(Entries for bounding box labeling)
**********

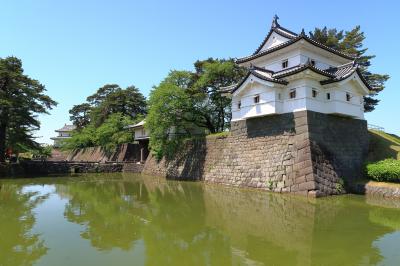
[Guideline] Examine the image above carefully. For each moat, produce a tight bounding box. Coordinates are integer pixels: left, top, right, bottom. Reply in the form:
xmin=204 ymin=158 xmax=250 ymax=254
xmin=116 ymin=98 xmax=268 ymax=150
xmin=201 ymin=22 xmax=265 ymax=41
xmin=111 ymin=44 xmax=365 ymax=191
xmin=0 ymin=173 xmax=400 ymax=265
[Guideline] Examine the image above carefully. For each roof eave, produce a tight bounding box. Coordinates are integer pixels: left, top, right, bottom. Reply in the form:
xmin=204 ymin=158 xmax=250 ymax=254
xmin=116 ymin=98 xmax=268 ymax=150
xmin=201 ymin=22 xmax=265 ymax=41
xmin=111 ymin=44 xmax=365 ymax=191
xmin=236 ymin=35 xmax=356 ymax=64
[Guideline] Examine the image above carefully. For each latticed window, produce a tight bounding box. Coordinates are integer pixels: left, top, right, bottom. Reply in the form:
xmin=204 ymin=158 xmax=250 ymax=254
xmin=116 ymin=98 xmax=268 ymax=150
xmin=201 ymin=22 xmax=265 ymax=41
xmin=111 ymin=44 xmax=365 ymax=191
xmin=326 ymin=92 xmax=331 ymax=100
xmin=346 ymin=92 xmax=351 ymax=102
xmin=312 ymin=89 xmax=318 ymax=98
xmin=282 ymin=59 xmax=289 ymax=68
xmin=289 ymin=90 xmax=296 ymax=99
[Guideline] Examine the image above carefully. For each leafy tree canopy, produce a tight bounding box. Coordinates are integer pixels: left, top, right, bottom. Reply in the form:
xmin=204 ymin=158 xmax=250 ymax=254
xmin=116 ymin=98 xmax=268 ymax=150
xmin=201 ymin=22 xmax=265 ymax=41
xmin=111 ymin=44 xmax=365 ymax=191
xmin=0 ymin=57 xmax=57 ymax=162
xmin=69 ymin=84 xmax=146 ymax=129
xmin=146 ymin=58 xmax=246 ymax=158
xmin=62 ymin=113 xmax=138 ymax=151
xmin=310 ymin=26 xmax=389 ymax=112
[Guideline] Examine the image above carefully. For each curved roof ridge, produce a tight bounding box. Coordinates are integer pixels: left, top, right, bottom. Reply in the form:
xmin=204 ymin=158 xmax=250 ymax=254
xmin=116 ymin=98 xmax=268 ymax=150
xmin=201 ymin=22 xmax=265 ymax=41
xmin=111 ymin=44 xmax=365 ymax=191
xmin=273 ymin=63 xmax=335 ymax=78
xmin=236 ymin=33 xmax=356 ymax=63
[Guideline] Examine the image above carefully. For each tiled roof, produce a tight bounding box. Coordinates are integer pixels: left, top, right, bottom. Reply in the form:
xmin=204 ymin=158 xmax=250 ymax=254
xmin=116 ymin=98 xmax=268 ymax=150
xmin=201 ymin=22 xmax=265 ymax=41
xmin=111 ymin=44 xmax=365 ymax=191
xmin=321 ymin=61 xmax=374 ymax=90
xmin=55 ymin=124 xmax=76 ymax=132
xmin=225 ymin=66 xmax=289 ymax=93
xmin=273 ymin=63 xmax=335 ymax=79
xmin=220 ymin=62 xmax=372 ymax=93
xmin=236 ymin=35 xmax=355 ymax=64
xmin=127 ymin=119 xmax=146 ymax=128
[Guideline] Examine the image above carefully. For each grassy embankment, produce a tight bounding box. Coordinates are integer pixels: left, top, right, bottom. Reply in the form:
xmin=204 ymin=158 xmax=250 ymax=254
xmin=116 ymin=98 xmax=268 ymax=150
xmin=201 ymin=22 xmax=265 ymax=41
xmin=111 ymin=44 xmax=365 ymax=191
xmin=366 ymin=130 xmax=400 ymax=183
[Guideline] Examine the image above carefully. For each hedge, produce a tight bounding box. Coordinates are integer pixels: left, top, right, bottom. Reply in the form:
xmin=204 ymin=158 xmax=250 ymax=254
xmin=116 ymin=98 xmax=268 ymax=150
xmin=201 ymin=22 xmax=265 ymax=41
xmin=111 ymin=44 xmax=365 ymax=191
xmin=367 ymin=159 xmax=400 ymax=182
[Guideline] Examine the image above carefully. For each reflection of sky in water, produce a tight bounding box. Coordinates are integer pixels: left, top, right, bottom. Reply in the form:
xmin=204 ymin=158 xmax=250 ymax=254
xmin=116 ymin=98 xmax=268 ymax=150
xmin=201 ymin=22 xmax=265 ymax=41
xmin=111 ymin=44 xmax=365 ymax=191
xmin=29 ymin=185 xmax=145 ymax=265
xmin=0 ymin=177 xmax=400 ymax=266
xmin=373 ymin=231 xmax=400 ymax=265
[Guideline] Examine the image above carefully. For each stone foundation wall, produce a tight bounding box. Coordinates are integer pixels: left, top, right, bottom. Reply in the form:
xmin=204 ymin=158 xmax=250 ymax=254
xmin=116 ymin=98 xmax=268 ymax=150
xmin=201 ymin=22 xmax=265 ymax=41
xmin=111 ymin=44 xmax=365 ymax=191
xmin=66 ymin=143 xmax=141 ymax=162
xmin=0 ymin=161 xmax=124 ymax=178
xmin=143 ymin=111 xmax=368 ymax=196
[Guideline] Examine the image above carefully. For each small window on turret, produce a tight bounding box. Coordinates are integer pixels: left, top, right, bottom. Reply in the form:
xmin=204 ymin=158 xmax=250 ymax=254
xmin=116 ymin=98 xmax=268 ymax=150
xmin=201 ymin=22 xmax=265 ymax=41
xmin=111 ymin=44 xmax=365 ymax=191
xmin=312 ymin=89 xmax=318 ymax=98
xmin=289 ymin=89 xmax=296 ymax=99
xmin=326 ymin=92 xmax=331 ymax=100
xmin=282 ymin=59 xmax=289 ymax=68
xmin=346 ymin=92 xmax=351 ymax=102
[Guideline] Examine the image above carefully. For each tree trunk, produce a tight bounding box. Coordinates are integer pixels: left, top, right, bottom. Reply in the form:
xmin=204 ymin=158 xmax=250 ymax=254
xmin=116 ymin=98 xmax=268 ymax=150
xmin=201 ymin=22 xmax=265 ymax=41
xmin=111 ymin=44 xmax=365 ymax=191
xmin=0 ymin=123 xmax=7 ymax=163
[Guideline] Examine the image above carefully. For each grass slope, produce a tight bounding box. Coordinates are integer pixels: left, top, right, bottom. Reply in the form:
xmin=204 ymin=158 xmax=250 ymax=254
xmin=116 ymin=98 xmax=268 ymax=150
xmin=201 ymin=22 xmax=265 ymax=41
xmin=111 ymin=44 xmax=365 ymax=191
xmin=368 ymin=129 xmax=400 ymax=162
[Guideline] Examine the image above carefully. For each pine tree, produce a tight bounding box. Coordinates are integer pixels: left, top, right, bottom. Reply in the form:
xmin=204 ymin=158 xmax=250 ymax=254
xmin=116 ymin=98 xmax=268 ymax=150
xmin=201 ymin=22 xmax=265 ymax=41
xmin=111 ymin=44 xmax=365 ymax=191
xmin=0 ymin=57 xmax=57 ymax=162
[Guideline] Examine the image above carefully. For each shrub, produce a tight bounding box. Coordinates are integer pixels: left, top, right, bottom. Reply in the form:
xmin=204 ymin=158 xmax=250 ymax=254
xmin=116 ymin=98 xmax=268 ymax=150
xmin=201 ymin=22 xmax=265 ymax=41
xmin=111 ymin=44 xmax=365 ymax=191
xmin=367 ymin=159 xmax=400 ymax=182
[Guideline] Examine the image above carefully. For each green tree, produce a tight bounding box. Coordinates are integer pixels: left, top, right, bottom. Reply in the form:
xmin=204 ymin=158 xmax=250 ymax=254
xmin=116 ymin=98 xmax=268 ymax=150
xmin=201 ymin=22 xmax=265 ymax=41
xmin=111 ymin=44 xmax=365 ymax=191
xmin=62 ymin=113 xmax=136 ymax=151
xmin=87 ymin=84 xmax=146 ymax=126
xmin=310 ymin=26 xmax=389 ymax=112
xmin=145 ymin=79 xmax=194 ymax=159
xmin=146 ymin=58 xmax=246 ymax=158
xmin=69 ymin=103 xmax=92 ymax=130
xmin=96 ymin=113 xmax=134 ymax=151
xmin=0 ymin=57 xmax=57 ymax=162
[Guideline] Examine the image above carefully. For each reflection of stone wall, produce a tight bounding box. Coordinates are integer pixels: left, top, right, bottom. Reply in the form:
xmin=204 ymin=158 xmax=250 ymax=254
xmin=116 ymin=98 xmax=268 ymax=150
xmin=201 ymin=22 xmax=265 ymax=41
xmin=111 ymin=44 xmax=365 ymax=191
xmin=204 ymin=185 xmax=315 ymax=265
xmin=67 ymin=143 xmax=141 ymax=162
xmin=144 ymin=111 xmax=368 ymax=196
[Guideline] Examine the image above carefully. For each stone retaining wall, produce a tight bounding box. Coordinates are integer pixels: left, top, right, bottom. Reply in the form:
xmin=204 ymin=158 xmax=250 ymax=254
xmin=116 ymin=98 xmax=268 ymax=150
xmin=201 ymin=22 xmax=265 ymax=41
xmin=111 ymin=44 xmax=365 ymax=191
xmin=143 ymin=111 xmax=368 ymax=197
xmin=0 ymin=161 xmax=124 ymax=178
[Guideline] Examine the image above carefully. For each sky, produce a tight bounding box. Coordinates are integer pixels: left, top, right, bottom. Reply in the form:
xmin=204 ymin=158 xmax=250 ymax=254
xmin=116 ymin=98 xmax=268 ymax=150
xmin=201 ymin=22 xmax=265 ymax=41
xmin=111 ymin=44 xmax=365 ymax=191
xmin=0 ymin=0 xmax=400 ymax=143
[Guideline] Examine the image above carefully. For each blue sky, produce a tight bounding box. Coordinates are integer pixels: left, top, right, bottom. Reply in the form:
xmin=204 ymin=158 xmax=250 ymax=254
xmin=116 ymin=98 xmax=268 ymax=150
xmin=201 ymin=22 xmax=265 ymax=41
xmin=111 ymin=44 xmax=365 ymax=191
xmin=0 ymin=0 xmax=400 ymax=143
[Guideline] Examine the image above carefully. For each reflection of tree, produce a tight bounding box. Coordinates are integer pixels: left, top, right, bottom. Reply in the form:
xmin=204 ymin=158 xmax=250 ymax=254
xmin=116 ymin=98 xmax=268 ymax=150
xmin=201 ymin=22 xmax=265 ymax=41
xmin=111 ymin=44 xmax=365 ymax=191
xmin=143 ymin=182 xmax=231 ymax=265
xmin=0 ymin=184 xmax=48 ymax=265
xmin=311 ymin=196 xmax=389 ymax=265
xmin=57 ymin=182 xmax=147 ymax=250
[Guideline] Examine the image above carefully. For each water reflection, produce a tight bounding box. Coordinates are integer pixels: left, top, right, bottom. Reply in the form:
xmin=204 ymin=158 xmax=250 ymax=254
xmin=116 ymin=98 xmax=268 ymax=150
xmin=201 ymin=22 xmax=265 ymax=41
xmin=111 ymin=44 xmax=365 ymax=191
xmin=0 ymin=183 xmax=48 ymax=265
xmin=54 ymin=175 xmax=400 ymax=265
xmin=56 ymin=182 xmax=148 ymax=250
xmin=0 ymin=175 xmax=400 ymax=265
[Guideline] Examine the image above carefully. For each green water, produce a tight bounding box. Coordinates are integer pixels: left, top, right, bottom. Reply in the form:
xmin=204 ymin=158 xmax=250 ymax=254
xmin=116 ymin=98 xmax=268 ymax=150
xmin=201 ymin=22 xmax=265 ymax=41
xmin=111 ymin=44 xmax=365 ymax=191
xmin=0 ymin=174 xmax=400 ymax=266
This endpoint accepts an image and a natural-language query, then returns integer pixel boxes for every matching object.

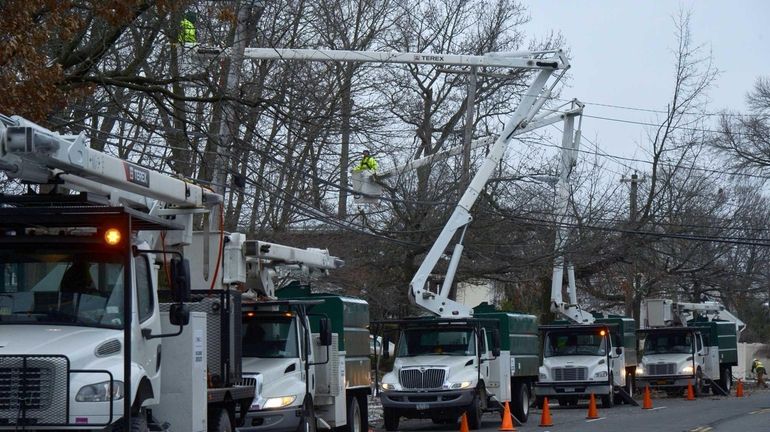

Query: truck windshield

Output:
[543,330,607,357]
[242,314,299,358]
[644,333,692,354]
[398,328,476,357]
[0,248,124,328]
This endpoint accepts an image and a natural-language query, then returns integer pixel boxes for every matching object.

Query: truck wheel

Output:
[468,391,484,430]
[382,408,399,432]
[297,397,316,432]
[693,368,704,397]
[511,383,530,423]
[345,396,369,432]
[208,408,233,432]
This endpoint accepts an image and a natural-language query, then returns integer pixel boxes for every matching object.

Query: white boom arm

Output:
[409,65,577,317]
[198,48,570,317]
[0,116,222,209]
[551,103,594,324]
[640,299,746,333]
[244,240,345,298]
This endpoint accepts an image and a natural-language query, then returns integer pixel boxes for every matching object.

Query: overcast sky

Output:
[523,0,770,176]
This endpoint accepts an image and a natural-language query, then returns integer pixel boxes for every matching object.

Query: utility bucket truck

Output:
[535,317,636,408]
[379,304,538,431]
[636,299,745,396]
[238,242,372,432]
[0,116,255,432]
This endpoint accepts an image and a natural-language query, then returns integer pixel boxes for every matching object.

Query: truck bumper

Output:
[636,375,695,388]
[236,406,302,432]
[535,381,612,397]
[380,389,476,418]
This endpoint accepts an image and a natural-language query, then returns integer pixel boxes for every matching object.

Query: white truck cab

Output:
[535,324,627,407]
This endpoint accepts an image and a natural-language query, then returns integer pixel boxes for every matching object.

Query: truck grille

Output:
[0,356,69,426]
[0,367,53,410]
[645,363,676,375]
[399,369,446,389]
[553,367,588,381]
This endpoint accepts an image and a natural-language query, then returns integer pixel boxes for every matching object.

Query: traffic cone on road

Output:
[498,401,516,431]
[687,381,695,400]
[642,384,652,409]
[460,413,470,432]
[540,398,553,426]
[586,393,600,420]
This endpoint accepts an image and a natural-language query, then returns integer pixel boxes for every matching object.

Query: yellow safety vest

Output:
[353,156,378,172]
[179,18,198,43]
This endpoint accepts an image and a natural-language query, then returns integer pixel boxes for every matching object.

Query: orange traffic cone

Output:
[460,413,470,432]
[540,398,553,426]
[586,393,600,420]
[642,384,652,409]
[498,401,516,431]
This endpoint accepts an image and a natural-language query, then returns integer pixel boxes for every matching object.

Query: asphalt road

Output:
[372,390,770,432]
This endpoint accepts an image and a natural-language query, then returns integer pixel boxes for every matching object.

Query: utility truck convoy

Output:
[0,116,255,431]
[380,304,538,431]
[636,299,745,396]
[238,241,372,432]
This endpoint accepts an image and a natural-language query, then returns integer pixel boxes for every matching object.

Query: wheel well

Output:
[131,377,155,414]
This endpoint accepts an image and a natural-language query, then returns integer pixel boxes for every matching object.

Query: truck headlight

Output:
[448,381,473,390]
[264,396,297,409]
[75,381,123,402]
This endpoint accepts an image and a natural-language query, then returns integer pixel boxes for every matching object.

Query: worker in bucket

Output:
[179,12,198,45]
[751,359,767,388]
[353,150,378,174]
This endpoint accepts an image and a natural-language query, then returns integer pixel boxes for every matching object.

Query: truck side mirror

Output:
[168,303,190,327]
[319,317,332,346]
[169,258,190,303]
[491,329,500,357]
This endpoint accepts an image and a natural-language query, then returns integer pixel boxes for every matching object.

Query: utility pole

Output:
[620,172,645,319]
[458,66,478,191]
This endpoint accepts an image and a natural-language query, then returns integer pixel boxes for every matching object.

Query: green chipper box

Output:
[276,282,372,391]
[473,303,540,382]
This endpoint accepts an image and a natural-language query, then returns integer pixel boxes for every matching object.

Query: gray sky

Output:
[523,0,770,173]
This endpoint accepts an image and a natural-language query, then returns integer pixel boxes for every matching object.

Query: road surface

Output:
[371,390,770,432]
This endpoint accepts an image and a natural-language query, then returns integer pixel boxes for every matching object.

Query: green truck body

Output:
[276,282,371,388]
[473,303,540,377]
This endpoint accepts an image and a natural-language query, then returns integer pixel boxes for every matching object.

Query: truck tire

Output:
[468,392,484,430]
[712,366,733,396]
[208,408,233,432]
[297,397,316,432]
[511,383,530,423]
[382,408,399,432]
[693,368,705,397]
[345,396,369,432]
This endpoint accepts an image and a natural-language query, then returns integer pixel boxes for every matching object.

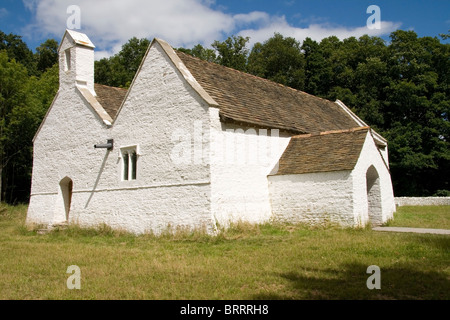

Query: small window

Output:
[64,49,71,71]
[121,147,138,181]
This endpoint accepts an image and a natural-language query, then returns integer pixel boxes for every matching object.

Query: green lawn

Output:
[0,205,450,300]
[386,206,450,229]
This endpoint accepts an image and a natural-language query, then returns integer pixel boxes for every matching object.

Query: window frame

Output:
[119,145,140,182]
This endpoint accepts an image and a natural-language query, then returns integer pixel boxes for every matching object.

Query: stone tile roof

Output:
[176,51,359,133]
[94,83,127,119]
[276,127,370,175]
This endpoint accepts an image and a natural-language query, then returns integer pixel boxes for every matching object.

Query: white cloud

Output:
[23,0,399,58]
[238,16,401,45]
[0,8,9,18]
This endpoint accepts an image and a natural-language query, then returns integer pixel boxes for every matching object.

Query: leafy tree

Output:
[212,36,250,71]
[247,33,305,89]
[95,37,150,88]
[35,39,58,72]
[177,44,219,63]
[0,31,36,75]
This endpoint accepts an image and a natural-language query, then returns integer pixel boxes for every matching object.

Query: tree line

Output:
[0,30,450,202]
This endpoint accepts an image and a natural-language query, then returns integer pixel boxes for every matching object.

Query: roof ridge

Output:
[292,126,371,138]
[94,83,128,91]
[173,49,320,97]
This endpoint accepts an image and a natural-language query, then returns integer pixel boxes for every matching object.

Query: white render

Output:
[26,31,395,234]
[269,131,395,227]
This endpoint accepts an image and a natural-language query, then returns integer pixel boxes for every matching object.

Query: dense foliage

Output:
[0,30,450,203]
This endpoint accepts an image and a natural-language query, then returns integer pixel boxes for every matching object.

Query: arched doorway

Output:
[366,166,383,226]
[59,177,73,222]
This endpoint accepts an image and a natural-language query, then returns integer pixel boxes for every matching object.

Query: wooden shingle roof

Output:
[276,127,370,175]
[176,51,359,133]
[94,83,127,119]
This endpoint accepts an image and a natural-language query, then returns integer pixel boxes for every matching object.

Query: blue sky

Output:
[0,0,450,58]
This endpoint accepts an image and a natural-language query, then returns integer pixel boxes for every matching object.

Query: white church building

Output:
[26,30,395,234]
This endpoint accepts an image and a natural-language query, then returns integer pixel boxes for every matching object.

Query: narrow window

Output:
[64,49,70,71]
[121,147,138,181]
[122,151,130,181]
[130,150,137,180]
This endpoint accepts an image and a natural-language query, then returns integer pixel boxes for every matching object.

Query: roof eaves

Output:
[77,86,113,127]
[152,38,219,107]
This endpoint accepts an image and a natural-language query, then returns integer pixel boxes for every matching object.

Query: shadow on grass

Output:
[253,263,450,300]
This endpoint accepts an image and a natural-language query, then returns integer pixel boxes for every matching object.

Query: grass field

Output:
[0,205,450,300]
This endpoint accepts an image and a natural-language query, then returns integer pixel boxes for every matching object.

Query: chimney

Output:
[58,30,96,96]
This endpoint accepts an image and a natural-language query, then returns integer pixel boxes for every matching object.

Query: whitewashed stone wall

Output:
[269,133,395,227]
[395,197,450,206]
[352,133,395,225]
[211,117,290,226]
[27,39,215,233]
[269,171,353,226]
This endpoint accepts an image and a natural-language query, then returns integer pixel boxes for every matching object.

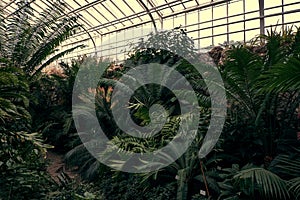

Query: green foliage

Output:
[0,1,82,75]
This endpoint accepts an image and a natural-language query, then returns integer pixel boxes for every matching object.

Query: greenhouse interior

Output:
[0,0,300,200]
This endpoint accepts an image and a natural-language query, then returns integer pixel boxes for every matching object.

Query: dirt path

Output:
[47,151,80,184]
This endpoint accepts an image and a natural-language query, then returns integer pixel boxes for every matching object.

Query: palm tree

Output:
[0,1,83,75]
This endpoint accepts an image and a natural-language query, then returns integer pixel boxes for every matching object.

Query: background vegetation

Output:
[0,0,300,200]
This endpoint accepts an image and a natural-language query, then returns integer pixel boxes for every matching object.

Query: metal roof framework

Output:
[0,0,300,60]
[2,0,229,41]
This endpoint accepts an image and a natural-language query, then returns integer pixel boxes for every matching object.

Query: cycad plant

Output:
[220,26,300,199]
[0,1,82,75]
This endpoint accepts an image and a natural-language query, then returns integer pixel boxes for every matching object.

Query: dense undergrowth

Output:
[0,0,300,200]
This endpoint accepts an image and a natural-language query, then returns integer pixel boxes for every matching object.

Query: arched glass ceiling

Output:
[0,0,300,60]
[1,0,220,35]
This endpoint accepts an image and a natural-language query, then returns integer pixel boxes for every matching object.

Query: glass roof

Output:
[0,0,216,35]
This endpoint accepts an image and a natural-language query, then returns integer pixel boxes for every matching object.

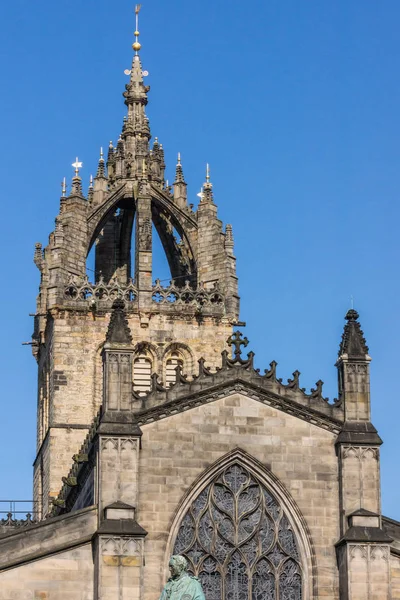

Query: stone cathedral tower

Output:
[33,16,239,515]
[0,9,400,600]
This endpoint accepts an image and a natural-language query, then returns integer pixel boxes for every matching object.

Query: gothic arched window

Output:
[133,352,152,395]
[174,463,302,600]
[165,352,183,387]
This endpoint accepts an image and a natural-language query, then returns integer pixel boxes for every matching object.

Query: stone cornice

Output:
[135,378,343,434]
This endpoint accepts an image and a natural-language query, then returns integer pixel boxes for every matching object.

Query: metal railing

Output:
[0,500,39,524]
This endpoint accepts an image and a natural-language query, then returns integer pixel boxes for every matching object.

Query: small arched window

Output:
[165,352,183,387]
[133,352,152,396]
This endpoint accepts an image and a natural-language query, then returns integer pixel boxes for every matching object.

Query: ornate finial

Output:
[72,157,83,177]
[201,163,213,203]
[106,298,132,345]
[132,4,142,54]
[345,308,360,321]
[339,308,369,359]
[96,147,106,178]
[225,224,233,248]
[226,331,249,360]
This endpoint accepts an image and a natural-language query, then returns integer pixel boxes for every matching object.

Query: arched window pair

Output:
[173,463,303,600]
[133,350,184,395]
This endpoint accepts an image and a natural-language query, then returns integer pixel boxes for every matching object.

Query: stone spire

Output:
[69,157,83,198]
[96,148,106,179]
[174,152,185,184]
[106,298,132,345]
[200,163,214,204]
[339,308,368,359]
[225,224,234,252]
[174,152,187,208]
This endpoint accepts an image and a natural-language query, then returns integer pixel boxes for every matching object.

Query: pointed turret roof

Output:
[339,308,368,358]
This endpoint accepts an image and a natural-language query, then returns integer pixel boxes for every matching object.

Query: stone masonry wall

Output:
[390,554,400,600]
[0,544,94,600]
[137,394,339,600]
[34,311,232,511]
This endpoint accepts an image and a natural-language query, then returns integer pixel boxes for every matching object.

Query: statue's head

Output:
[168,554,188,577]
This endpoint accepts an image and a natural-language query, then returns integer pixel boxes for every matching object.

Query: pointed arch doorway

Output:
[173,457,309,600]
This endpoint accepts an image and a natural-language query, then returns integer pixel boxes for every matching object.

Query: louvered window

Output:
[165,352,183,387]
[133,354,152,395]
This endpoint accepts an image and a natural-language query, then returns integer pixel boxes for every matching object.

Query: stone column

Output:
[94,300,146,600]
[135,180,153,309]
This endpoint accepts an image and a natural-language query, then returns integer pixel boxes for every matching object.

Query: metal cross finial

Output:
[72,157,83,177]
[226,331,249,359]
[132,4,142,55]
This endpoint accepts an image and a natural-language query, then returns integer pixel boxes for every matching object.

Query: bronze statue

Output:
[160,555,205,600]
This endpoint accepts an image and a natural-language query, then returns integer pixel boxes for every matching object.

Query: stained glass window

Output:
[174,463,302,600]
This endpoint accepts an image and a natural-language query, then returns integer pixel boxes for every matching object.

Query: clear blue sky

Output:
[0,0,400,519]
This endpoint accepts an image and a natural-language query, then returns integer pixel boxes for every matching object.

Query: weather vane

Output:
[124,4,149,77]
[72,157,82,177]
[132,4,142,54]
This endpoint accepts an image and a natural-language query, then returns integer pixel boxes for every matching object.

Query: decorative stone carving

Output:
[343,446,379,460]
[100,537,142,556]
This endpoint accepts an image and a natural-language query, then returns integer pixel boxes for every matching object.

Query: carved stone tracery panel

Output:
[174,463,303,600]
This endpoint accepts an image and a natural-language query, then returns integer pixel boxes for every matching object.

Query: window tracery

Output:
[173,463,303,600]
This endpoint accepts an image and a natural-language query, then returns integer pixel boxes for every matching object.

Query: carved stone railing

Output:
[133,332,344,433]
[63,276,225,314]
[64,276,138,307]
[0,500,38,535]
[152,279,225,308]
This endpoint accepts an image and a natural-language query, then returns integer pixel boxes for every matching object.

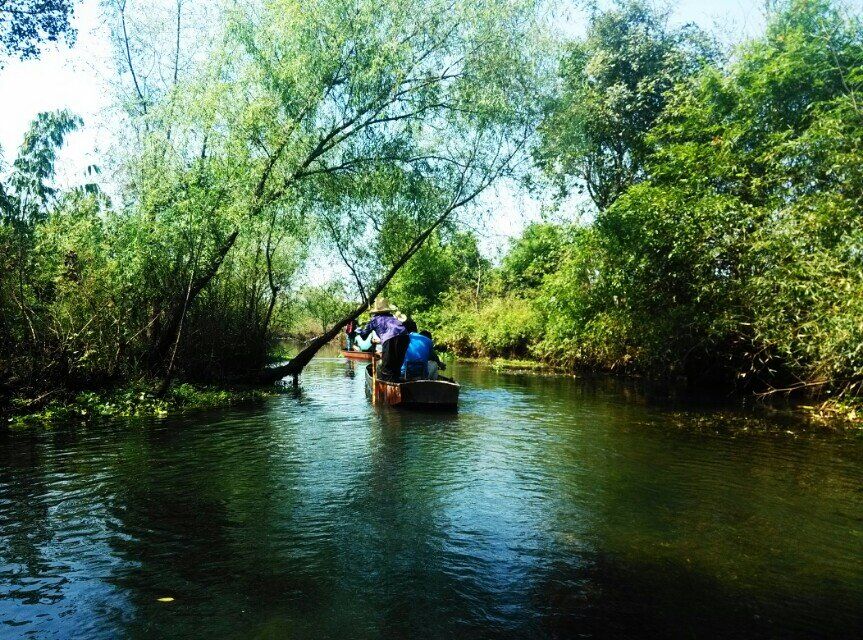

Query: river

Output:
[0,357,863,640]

**********

Given request –
Can you rewrite the stretch of the entries from the line containing "each stone retaining" through the line containing "xmin=57 ymin=182 xmax=147 ymax=250" as a Markdown table, skipping blank lines? Use a "Row" column for the row number and a "Line" column for the line itself.

Result for this exercise –
| Row | Line |
|---|---|
| 1 | [Guideline] Examine the image above carefully. For each stone retaining wall, produce a tight bounding box. Coordinates are integer pixels: left, top, right, bottom. Reply in the form: |
| 2 | xmin=204 ymin=158 xmax=250 ymax=254 |
| 3 | xmin=116 ymin=98 xmax=268 ymax=150 |
| 4 | xmin=201 ymin=22 xmax=265 ymax=41 |
| 5 | xmin=111 ymin=44 xmax=365 ymax=191 |
| 6 | xmin=143 ymin=111 xmax=368 ymax=197 |
| 7 | xmin=0 ymin=161 xmax=124 ymax=178 |
| 8 | [Guideline] Examine the image above carefully. For each sky, produce a tight bounding box. Coordinates are integer pixels: left, top, right, bottom. Reply in the form: |
| 9 | xmin=204 ymin=158 xmax=250 ymax=254 |
| 10 | xmin=116 ymin=98 xmax=268 ymax=150 |
| 11 | xmin=201 ymin=22 xmax=265 ymax=41 |
| 12 | xmin=111 ymin=44 xmax=365 ymax=191 |
| 13 | xmin=0 ymin=0 xmax=400 ymax=143 |
| 14 | [Guideline] Examine the image above carefully. For each blue sky, produce a tight bounding box. Coordinates are integer pixels: left, top, right, bottom. Reply in the form: |
| 15 | xmin=204 ymin=158 xmax=250 ymax=254 |
| 16 | xmin=116 ymin=98 xmax=268 ymax=150 |
| 17 | xmin=201 ymin=22 xmax=265 ymax=41 |
| 18 | xmin=111 ymin=44 xmax=365 ymax=191 |
| 19 | xmin=0 ymin=0 xmax=400 ymax=143 |
| 20 | [Guideline] Examine the image above carefully. For each reflection of tree, produce a tight bounding box. Coordinates are integer pixels: left, top, right, bottom. Reply in the form: |
| 21 | xmin=204 ymin=158 xmax=250 ymax=254 |
| 22 | xmin=116 ymin=98 xmax=268 ymax=150 |
| 23 | xmin=201 ymin=22 xmax=265 ymax=41 |
| 24 | xmin=111 ymin=44 xmax=365 ymax=191 |
| 25 | xmin=143 ymin=182 xmax=231 ymax=265 |
| 26 | xmin=0 ymin=184 xmax=48 ymax=265 |
| 27 | xmin=311 ymin=196 xmax=389 ymax=265 |
| 28 | xmin=57 ymin=182 xmax=147 ymax=250 |